#### Penggalan Dokumen
• • • •

Jauh sebelum hadirnya perusahaan perkebunan sawit di wilayah Pedamaran (Pedamaran dan Pedamaran Timur), Kabupaten Ogan Komering Ilir (OKI), Sumatera Selatan, lahan gambut yang berada di wilayah tersebut dipergunakan secara arif oleh masyarakat. Pedamaran jauh dari peristiwa kebakaran.
Namun, sejak hadirnya puluhan perusahaan HPH dan perkebunan sawit, Pedamaran jadi sorotan dunia karena hampir setiap tahun gambutnya terbakar. Termasuk pada 2015 lalu.
Mengapa lahan gambut sebelum hadirnya perusahaan perkebunan sawit tidak terbakar? Dulu lahan gambut diberlakukan masyarakat secara arif. Pada lahan gambut yang dangkal, yang memiliki batas sungai, dimanfaatkan sebagai persawahan dan sumber purun yang digunakan sebagai bahan baku tikar.
“Sementara pada lahan gambut yang dalam hanya dimanfaatkan untuk mencari ikan atau kayu jika dibutuhkan,” kata Sudarto Marelo, Ketua Sarekat Hijau Indonesia (SHI) Sumatera Selatan (Sumsel), saat mendampingi sejumlah jurnalis pada peliputan di Pedamaran yang difasilitasi Yayasan Perspektif Baru (YPB) dan Kemitraan Partnership, awal September 2016 lalu.
Namun, lahan gambut di Pedamaran, baik di Kecamatan Pedamaran dan Pedamaran Timur, yang mencapai 120 ribu hektare, mengalami kerusakan sejak hadirnya sejumlah perusahaan hak pengusahaan hutan (HPH) pada 970-an. “Termasuk pula aktivitas perambahan,” katanya. Kerusakan tersebut mengalami puncaknya saat kebakaran akibat kemarau panjang pada 1997-1998.

• • • •

#### Petunjuk Latihan
Tulis ulang bagian teks tentang gambut Pedamaran di atas, mulai dari kalimat yang memuat "Jauh sebelum hadirnya" dan berhenti setelah "pada 2015 lalu.". Dalam bagian itu, ganti setiap "sawit" dengan "kelapa sawit".

• • • •

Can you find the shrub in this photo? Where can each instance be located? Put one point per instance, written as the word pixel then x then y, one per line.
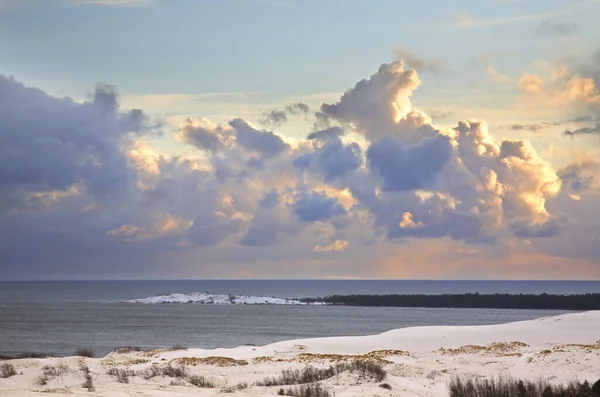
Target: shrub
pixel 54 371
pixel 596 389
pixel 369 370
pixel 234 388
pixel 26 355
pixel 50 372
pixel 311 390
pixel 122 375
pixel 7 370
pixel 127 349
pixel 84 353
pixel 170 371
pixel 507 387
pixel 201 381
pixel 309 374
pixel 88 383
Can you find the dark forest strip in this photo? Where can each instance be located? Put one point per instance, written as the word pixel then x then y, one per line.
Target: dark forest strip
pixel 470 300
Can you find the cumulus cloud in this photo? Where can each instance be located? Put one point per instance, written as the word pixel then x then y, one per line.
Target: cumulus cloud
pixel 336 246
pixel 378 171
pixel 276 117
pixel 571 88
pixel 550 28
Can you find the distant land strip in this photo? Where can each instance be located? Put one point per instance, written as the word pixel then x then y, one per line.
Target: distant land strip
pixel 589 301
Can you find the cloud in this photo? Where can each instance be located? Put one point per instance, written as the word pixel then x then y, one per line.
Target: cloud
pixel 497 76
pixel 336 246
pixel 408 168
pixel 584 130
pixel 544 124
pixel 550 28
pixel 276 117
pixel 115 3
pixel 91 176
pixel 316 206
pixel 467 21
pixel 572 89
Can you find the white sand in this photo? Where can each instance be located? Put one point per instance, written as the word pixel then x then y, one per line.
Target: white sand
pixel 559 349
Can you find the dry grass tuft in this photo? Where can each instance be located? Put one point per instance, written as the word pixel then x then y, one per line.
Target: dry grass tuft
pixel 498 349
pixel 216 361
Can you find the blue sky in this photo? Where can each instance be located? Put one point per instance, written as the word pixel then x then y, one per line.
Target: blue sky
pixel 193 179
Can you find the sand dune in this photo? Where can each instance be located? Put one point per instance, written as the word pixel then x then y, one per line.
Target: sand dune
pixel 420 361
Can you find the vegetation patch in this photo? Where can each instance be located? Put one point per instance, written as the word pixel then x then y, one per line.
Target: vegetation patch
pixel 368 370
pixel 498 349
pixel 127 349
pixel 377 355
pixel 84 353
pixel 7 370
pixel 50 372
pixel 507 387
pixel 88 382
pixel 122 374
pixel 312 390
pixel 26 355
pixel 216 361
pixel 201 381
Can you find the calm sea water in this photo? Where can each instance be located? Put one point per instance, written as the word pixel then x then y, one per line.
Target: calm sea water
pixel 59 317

• • • •

#### Jawaban Latihan
Jauh sebelum hadirnya perusahaan perkebunan kelapa sawit di wilayah Pedamaran (Pedamaran dan Pedamaran Timur), Kabupaten Ogan Komering Ilir (OKI), Sumatera Selatan, lahan gambut yang berada di wilayah tersebut dipergunakan secara arif oleh masyarakat. Pedamaran jauh dari peristiwa kebakaran.
Namun, sejak hadirnya puluhan perusahaan HPH dan perkebunan kelapa sawit, Pedamaran jadi sorotan dunia karena hampir setiap tahun gambutnya terbakar. Termasuk pada 2015 lalu.